◆ Document segment:
>>>

Now videogames came from a different angle from that. The main point of a game was not to invoke an emotion or convey an important message. It was something else entirely. I'll admit that with videogames, it has already begun moving away from that. But like I was trying to say before, I don't think it's exactly there yet. |
And, really, even if we go with the "conveys message" definition of art, to claim games don't is short-sighted in the extreme, something I'd attribute to someone who's never played games before, were it not said by a person on a game's message board. Certainly by THAT definition, not all games count. Things like Doom, Dangerous Dave or Jet Pack certainly don't convey a message, not unless you think far harder than you're supposed to and invent it, but there are plenty of games that do. The Silent Hill games, confusing a mess as they may be, are deeply rooted in symbolism and the examination of the human psyche. The Resident Evil games typically deal with the folly of human greed and arrogance. The Prince of Persia games, though more amusing than deep, still deal with the questions of responsibility, choice and consequences, the next-gen Prince of Persia taking it to a brand new level. Even Oni, Bungie's "last game before Halo" deals with the consequences of irresponsible industrialization and the soulless world it can create.
Even if you measure purely by virtue of message conveyed, games still deliver. And I don't really want to hear an argument about how they're not supposed to and it's just a commercial drive. The distinction between art for art's sake and art for a living shouldn't exist, and artists who dare to want to be paid for their work, or indeed make work they know they'll be paid for, shouldn't be looked down on.

<<<

◆ Stated task A:
In the listing, replace "snug" with "tight" from the line with "Step 1: scan the image for raised" to the line with "[30,18,38,25]", and return only those lines with everything else unchanged.
The text and the listing come from separate, unrelated sources.

◆ Rows:
>>>

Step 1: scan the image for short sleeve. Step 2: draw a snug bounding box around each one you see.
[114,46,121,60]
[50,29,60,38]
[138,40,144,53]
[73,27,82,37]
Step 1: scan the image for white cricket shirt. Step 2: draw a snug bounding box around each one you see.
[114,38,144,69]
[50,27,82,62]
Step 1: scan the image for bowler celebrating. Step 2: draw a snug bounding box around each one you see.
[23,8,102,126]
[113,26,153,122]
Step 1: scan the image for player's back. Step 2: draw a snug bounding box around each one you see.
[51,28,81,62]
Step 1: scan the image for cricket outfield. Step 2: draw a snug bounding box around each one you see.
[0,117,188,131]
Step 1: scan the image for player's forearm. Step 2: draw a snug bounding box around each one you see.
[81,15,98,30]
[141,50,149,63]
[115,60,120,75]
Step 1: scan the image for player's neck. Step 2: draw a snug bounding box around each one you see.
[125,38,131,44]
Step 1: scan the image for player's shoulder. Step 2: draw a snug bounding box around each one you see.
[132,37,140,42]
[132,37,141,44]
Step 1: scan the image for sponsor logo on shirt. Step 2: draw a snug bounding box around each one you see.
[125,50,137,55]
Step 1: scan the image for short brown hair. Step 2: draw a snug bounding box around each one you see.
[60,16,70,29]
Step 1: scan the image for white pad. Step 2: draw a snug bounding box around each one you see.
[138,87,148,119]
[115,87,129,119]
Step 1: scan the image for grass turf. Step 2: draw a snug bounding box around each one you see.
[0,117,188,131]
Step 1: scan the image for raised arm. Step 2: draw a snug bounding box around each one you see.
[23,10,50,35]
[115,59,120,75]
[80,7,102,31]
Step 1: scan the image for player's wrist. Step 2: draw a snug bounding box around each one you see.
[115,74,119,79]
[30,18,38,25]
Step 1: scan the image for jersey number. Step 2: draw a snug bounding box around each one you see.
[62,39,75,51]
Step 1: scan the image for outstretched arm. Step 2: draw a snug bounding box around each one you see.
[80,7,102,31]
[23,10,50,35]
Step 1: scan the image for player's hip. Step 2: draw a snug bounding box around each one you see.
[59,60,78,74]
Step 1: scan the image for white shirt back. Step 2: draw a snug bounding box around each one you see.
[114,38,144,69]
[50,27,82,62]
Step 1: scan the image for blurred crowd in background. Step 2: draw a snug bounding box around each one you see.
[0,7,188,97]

<<<

◆ Stated task B:
Restate, word for word, the whole text on videogames as art.

◆ Full output A:
Step 1: scan the image for raised arm. Step 2: draw a tight bounding box around each one you see.
[23,10,50,35]
[115,59,120,75]
[80,7,102,31]
Step 1: scan the image for player's wrist. Step 2: draw a tight bounding box around each one you see.
[115,74,119,79]
[30,18,38,25]

◆ Full output B:
Now videogames came from a different angle from that. The main point of a game was not to invoke an emotion or convey an important message. It was something else entirely. I'll admit that with videogames, it has already begun moving away from that. But like I was trying to say before, I don't think it's exactly there yet. |
And, really, even if we go with the "conveys message" definition of art, to claim games don't is short-sighted in the extreme, something I'd attribute to someone who's never played games before, were it not said by a person on a game's message board. Certainly by THAT definition, not all games count. Things like Doom, Dangerous Dave or Jet Pack certainly don't convey a message, not unless you think far harder than you're supposed to and invent it, but there are plenty of games that do. The Silent Hill games, confusing a mess as they may be, are deeply rooted in symbolism and the examination of the human psyche. The Resident Evil games typically deal with the folly of human greed and arrogance. The Prince of Persia games, though more amusing than deep, still deal with the questions of responsibility, choice and consequences, the next-gen Prince of Persia taking it to a brand new level. Even Oni, Bungie's "last game before Halo" deals with the consequences of irresponsible industrialization and the soulless world it can create.
Even if you measure purely by virtue of message conveyed, games still deliver. And I don't really want to hear an argument about how they're not supposed to and it's just a commercial drive. The distinction between art for art's sake and art for a living shouldn't exist, and artists who dare to want to be paid for their work, or indeed make work they know they'll be paid for, shouldn't be looked down on.